An indicator of cancer: downregulation of Monoamine Oxidase-A in multiple organs and species
1 Department of Biomedical Informatics, The Ohio State University, Columbus, OH, USA
2 Department of Psychology, Franklin and Marshall College, Lancaster, PA, USA
3 Departments of Epidemiology and Family Medicine, Michigan State University, East Lansing, MI, USA
4 Comprehensive Cancer Center Biomedical Informatics Shared Resource, The Ohio State University, Columbus, OH, USA
BMC Genomics 2008, 9:134 doi:10.1186/1471-2164-9-134Published: 20 March 2008
Identifying consistent changes in cellular function that occur in multiple types of cancer could revolutionize the way cancer is treated. Previous work has produced promising results such as the identification of p53. Recently drugs that affect serotonin reuptake were shown to reduce the risk of colon cancer in man. Here, we analyze an ensemble of cancer datasets focusing on genes involved in the serotonergic pathway. Genechip datasets consisting of cancerous tissue from human, mouse, rat, or zebrafish were extracted from the GEO database. We first compared gene expression between cancerous tissues and normal tissues for each type of cancer and then identified changes that were common to a variety of cancer types.

Data extracts:
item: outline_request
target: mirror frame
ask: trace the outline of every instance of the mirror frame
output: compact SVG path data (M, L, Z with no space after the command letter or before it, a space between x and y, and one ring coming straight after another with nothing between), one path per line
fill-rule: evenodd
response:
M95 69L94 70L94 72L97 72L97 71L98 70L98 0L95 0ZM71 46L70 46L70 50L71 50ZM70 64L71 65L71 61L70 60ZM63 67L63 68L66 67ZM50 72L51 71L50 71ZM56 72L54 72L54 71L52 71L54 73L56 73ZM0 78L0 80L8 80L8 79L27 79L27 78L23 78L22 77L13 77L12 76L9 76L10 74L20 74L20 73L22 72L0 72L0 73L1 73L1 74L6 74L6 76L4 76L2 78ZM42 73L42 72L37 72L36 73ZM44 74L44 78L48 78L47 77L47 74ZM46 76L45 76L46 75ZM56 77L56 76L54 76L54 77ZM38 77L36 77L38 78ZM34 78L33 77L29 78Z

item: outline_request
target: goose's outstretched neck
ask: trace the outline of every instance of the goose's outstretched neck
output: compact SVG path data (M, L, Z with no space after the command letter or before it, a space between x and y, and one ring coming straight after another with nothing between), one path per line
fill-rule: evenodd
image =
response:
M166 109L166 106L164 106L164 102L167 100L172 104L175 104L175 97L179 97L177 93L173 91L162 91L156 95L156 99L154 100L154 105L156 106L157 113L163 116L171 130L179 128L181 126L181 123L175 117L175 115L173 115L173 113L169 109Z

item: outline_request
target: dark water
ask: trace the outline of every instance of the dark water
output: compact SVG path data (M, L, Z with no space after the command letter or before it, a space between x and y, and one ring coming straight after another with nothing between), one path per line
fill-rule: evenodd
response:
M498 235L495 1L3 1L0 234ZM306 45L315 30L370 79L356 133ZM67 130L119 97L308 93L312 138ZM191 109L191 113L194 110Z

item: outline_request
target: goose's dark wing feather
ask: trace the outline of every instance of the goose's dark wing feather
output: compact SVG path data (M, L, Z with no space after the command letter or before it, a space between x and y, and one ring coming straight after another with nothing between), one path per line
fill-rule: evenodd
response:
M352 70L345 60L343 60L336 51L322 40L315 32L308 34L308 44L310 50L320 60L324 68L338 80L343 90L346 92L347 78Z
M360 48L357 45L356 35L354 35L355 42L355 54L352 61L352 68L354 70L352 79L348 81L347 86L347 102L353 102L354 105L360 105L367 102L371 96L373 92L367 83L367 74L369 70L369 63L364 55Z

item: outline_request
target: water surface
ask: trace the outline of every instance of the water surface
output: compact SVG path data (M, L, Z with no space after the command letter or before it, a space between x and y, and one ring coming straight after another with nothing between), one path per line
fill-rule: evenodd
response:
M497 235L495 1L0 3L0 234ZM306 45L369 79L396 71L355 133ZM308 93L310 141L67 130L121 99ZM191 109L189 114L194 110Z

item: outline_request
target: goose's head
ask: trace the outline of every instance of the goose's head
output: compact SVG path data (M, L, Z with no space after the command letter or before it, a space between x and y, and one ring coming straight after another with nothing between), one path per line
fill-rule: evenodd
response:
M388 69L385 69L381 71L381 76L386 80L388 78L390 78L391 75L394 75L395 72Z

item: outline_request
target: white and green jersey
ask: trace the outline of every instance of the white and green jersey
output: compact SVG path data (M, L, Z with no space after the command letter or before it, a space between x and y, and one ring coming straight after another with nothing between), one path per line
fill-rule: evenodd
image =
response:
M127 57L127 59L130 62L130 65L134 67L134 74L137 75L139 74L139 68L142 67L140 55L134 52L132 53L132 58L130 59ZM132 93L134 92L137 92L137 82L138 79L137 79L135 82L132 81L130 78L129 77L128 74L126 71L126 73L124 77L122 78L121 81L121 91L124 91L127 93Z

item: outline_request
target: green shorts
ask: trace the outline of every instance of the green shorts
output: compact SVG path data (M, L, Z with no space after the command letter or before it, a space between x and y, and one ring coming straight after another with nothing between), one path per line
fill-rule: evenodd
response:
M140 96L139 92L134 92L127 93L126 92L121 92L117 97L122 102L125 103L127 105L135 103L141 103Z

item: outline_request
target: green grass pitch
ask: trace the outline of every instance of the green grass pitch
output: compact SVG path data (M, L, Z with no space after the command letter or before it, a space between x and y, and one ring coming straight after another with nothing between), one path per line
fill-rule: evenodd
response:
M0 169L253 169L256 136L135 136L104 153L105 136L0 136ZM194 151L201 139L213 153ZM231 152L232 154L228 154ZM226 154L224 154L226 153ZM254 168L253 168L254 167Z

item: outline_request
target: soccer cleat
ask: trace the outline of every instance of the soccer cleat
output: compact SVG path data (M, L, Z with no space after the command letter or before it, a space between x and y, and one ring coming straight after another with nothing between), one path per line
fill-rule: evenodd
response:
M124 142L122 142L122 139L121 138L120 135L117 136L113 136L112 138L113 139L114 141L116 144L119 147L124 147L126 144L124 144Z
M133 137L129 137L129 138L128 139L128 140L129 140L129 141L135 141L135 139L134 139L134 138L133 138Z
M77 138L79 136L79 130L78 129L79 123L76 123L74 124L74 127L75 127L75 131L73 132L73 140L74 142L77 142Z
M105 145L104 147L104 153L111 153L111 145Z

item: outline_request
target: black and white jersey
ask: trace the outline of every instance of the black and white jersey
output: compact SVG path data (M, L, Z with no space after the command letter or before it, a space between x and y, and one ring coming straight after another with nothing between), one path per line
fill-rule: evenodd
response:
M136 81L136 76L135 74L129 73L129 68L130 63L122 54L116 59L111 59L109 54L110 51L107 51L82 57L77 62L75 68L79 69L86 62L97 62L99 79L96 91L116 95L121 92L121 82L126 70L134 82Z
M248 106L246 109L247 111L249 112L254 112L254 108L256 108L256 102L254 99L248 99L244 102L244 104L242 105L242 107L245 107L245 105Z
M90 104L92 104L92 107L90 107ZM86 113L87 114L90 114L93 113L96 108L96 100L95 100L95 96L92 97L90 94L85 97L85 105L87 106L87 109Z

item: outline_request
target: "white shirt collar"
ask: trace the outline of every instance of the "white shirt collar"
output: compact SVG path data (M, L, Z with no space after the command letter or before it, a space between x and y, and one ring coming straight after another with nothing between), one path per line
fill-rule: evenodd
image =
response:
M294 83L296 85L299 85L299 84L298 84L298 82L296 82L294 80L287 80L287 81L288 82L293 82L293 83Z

Task list:
A) According to the abstract, from which database were the Genechip datasets extracted?
B) Say whether each statement agrees with the abstract, and quote the words of the abstract that decide it.
(i) The datasets included cancerous tissue from zebrafish.
(ii) Drugs that affect serotonin reuptake were shown to raise the risk of colon cancer.
(iii) The analysis focused on genes involved in the dopaminergic pathway.

Answers for this exercise:
A) The GEO database.

B)
(i) Yes: "Genechip datasets consisting of cancerous tissue from human, mouse, rat, or zebrafish"
(ii) No: "drugs that affect serotonin reuptake were shown to reduce the risk of colon cancer in man"
(iii) No: "focusing on genes involved in the serotonergic pathway"